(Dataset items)
#####

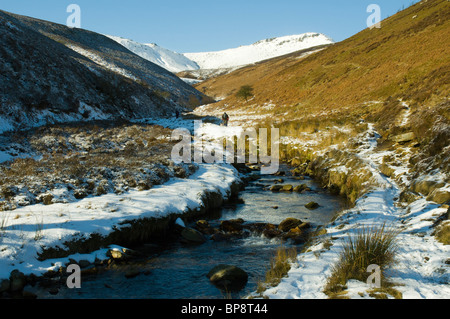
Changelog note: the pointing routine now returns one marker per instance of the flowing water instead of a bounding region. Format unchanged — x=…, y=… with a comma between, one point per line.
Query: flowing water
x=176, y=270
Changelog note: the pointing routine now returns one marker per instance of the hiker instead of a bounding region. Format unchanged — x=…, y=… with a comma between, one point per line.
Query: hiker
x=225, y=119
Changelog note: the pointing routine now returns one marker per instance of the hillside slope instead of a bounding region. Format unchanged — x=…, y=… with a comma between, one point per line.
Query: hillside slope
x=396, y=78
x=51, y=73
x=407, y=58
x=170, y=60
x=259, y=51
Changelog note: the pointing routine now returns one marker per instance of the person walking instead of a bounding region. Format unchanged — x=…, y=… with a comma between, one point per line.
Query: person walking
x=225, y=119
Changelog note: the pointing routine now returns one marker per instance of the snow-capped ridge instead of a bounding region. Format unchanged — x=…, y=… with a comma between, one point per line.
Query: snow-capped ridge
x=259, y=51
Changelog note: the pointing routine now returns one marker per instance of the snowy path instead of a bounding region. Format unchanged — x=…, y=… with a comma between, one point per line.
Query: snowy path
x=420, y=270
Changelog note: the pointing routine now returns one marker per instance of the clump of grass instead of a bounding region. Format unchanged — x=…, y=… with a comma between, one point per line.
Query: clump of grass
x=443, y=234
x=370, y=246
x=280, y=265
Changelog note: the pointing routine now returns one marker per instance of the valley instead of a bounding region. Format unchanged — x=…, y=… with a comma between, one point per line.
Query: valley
x=87, y=126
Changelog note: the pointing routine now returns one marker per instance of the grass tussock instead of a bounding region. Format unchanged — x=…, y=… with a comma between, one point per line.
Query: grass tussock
x=370, y=246
x=280, y=265
x=443, y=234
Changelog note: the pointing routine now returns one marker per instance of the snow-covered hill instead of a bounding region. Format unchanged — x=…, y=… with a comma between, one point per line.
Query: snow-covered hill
x=259, y=51
x=170, y=60
x=226, y=59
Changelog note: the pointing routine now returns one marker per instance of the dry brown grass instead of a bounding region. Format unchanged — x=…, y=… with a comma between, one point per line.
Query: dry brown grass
x=279, y=267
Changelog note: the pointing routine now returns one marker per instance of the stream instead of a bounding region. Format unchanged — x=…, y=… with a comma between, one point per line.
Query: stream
x=176, y=270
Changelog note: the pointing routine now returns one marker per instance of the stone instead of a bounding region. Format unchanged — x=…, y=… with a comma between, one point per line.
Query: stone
x=234, y=225
x=404, y=138
x=300, y=188
x=408, y=197
x=228, y=277
x=312, y=205
x=287, y=188
x=191, y=235
x=289, y=223
x=271, y=232
x=439, y=196
x=425, y=187
x=17, y=281
x=4, y=285
x=296, y=161
x=276, y=188
x=131, y=273
x=47, y=199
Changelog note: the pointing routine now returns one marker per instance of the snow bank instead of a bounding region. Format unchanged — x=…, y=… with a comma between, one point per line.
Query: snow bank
x=24, y=231
x=420, y=270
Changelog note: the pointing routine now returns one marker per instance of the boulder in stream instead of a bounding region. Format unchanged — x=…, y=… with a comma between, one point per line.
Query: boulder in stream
x=191, y=235
x=312, y=205
x=227, y=277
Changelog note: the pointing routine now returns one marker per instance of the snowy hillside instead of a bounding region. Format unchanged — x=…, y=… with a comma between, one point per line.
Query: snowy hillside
x=259, y=51
x=50, y=74
x=169, y=60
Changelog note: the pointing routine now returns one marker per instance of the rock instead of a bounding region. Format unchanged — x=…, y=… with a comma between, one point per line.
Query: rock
x=297, y=172
x=192, y=236
x=439, y=196
x=404, y=138
x=289, y=223
x=122, y=254
x=386, y=170
x=287, y=188
x=47, y=199
x=425, y=187
x=276, y=188
x=17, y=281
x=234, y=225
x=271, y=232
x=28, y=295
x=228, y=277
x=408, y=197
x=84, y=263
x=80, y=193
x=220, y=237
x=131, y=273
x=295, y=161
x=204, y=227
x=300, y=188
x=295, y=234
x=312, y=205
x=4, y=285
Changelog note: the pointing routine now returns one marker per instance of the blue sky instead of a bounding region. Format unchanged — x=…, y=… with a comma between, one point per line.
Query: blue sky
x=210, y=25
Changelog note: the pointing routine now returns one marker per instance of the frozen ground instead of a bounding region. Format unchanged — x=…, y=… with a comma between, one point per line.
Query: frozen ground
x=421, y=269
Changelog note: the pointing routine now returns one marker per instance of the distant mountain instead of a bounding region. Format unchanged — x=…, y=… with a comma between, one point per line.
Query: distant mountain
x=220, y=62
x=50, y=73
x=170, y=60
x=259, y=51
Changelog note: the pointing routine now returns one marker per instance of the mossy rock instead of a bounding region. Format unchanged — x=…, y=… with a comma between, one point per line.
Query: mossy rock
x=287, y=188
x=439, y=196
x=312, y=205
x=191, y=235
x=228, y=277
x=276, y=188
x=289, y=223
x=300, y=188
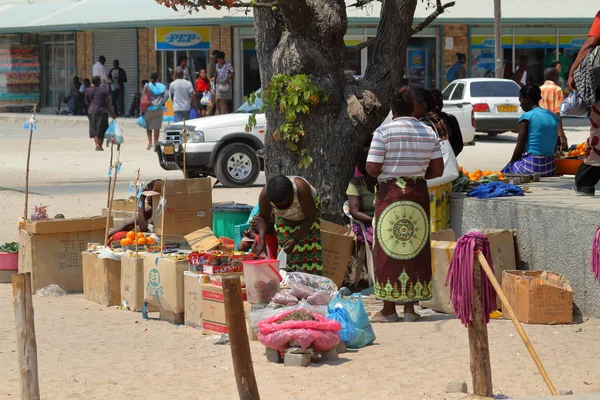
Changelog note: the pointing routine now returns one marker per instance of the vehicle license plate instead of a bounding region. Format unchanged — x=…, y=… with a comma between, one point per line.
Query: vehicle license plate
x=507, y=108
x=168, y=150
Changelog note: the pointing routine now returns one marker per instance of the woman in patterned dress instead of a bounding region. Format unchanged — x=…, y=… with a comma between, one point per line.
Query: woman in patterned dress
x=297, y=207
x=403, y=154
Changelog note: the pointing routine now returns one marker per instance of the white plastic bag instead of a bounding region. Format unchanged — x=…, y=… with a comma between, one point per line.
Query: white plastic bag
x=450, y=166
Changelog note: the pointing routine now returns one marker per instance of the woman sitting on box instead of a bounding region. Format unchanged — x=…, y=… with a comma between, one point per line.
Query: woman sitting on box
x=143, y=221
x=297, y=207
x=538, y=132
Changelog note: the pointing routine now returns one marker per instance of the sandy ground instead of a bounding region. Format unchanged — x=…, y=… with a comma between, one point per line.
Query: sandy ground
x=90, y=352
x=86, y=351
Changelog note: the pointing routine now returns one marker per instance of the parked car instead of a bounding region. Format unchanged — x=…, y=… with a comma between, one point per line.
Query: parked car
x=494, y=103
x=217, y=146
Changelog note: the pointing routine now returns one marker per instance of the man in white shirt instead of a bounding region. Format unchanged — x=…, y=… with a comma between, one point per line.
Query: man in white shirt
x=182, y=92
x=98, y=70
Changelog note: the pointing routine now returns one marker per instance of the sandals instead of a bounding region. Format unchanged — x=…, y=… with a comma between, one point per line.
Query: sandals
x=380, y=318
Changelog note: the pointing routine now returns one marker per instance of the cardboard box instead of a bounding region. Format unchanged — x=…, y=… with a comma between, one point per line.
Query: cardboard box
x=203, y=240
x=192, y=284
x=132, y=282
x=539, y=297
x=338, y=243
x=51, y=250
x=502, y=247
x=163, y=284
x=213, y=310
x=101, y=280
x=188, y=207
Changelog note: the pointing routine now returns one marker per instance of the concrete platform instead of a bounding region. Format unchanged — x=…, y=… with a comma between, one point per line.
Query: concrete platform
x=555, y=229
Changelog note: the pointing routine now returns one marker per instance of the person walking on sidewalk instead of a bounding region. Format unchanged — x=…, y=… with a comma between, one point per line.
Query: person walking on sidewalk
x=98, y=70
x=588, y=174
x=158, y=95
x=97, y=99
x=117, y=78
x=182, y=92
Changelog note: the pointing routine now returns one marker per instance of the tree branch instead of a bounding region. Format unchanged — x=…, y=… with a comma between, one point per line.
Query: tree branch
x=439, y=9
x=361, y=46
x=195, y=5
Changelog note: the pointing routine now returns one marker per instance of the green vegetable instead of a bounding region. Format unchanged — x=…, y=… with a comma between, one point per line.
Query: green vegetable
x=9, y=247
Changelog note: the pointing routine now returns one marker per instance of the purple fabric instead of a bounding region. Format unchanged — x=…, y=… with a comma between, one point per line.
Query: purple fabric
x=358, y=232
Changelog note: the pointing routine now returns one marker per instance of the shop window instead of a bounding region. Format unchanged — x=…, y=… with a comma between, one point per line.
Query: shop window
x=458, y=92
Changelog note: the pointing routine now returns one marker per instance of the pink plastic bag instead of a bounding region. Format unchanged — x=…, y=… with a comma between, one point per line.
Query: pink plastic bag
x=321, y=334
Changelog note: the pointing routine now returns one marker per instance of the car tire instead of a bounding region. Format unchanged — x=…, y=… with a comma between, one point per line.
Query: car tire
x=237, y=165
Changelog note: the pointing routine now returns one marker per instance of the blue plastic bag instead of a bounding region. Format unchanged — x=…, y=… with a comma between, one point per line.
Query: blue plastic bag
x=113, y=133
x=341, y=315
x=362, y=333
x=141, y=122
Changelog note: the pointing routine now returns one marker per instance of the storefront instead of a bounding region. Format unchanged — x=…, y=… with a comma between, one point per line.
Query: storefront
x=421, y=59
x=122, y=45
x=175, y=42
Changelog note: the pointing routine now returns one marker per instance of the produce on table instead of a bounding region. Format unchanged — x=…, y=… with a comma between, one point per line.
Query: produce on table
x=580, y=150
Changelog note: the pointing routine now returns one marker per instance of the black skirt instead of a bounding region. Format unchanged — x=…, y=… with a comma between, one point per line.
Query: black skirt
x=98, y=125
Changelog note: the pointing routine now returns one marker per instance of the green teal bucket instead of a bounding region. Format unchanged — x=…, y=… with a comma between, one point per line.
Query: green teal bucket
x=227, y=216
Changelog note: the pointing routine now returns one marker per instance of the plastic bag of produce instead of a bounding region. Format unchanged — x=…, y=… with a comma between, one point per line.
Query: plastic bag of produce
x=285, y=298
x=341, y=315
x=300, y=291
x=313, y=281
x=363, y=331
x=306, y=328
x=574, y=106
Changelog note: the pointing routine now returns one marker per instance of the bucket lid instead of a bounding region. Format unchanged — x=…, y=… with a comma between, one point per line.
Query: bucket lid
x=233, y=207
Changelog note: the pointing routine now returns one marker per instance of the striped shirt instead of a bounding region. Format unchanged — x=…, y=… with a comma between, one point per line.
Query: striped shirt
x=404, y=147
x=552, y=97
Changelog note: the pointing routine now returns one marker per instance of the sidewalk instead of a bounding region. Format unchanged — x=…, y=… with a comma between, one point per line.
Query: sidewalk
x=60, y=120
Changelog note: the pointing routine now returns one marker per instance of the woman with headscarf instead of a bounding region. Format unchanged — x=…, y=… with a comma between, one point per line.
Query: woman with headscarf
x=297, y=207
x=158, y=96
x=403, y=154
x=439, y=196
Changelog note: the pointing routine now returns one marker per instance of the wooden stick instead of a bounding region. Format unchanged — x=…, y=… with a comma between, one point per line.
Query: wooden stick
x=481, y=368
x=162, y=218
x=31, y=124
x=506, y=307
x=184, y=134
x=112, y=195
x=238, y=339
x=26, y=344
x=112, y=146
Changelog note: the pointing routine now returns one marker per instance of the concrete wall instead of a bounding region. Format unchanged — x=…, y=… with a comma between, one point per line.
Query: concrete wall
x=556, y=238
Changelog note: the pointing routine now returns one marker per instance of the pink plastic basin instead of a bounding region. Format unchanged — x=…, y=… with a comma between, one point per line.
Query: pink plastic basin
x=9, y=261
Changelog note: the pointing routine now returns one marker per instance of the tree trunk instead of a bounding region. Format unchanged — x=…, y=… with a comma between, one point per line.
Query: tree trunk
x=307, y=37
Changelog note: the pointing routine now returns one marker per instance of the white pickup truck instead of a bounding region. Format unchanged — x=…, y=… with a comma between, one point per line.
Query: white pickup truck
x=219, y=145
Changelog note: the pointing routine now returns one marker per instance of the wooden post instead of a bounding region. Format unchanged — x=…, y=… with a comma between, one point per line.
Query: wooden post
x=481, y=368
x=112, y=146
x=507, y=308
x=27, y=347
x=499, y=54
x=31, y=125
x=112, y=195
x=238, y=339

#####

Your instructions: Everything from the line containing "the white pickup" through the final line of the listing, inclusive, must be reproduced exactly; leave out the rest.

Answer in full:
Changelog note: the pointing routine now returns one marker per instance of the white pickup truck instead of a bounding region. Format unchanged — x=…, y=… with a comma between, one point per line.
Query: white pickup truck
x=219, y=145
Changelog note: the pointing routine now returns one marker per instance of the wooden post instead of a bounding region. Format unchanged — x=…, y=… with a comma between, one point per line.
Query: wooden post
x=481, y=368
x=112, y=146
x=507, y=308
x=27, y=347
x=499, y=54
x=31, y=125
x=112, y=195
x=238, y=339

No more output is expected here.